------ Document segment

8

A Banach space $X$ is said to be injective if for all Banach spaces $W,Z$ with $W\subset Z$, and operators $T\in B(W,X)$, $T$ can be extended to all of $Z$ with the same norm.

Equivalently, $X$ is injective if it is complemented by a norm $1$ projection in any Banach space containing it.

Labelling the first definition as $(1)$ and the second definition as $(2)$, the proof for $(1)\Rightarrow (2)$ is brief.

If $X\subset Y$ for some Banach space $Y$, then applying $(1)$ to the identity map on $X$ yields the projection.

The $(2)\Rightarrow (1)$ direction I have been stuck on for a couple of days. Can anyone offer a hint? Thanks very much in advance!

roo
  • 5,598

1 Answers1

10

You can isometrically embed $X$ into $\ell^\infty(\Gamma)$ where $\Gamma$ is some humongous set of indices (e.g., take every point of the unit ball of $X^*$ as an index).

------------

Instructions:
• A. Reproduce verbatim the portion of the injective Banach spaces thread between "If $X\subset Y$" and "as an index).", inclusive.
• B. Carry the injective Banach spaces thread forward from its final sentence, extending the answer's argument.
The records that come next are separate material, unrelated to the thread on injective Banach spaces.

------ Stored data

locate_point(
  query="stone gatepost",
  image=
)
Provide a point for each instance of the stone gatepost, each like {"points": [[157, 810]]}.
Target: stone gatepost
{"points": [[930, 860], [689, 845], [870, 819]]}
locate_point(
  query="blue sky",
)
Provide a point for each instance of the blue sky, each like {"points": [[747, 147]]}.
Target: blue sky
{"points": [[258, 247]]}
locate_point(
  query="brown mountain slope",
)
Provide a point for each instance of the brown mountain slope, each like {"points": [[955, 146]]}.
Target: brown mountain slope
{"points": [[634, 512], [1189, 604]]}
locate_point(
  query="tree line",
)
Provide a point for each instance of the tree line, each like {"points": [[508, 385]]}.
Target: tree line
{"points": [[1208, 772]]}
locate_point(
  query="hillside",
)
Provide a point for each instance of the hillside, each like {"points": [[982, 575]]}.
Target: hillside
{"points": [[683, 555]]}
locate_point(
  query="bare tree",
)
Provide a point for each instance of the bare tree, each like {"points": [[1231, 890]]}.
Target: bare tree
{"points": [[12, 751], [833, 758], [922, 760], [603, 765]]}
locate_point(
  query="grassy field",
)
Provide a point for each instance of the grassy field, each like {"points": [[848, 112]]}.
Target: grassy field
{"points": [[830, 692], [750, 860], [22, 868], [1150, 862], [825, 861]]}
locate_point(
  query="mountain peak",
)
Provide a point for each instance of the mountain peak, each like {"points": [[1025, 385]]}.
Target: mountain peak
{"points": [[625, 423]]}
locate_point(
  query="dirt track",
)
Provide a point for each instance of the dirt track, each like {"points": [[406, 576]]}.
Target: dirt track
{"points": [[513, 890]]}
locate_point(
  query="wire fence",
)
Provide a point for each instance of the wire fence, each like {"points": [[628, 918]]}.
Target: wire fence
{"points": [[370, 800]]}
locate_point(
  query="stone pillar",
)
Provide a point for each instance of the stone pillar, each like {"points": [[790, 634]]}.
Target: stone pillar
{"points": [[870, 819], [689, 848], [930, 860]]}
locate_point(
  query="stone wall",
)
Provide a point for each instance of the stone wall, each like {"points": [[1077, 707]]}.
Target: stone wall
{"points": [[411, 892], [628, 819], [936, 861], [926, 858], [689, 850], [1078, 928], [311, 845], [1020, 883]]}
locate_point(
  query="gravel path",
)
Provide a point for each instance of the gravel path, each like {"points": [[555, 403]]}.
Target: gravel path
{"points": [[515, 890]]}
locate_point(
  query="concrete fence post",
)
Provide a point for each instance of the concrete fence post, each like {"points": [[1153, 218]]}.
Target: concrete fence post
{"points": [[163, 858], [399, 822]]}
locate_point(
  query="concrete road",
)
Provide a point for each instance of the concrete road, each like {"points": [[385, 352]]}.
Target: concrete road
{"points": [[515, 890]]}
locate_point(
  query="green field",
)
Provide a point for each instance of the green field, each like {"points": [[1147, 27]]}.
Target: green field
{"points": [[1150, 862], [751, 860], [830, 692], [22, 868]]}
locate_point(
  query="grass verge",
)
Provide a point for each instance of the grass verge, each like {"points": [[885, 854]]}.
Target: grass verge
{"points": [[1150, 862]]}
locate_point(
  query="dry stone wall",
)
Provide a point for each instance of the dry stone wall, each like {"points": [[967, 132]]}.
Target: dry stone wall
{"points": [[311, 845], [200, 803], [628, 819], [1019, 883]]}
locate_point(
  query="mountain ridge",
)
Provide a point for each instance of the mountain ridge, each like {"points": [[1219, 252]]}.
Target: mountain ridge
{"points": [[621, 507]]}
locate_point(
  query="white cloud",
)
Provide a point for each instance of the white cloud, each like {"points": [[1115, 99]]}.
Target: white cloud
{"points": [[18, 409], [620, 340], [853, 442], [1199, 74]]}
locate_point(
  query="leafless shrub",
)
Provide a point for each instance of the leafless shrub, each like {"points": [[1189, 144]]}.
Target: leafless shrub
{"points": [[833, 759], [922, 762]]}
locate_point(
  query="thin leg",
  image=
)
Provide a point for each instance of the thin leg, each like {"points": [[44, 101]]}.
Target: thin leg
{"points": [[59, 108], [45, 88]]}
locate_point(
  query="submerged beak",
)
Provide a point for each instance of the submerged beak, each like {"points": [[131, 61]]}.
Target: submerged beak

------------

Responses by task:
• A.
If $X\subset Y$ for some Banach space $Y$, then applying $(1)$ to the identity map on $X$ yields the projection.

The $(2)\Rightarrow (1)$ direction I have been stuck on for a couple of days. Can anyone offer a hint? Thanks very much in advance!

roo
  • 5,598

1 Answers1

10

You can isometrically embed $X$ into $\ell^\infty(\Gamma)$ where $\Gamma$ is some humongous set of indices (e.g., take every point of the unit ball of $X^*$ as an index).

• B.
Given $T:W\to X$, think of it as $T:W\to \ell^\infty(\Gamma)$ and extend it to $\widetilde T: Z\to \ell^\infty(\Gamma)$ preserving the norm (the special form of the norm on $\ell^\infty(\Gamma)$ will help.) Then do the obvious thing.

user
  • 1,012
  • Thanks! I will give this a shot. I kept trying to embed $X$ into some sort of direct sum, but it never went anywhere. – roo Aug 19 '13 at 03:37
  • Got it, just take $P\circ\tilde{T}$ as the extension, where $P$ is the projection which exists by assumption. Thanks!

    Yes after typing our my first response I immediately realized that it made no sense.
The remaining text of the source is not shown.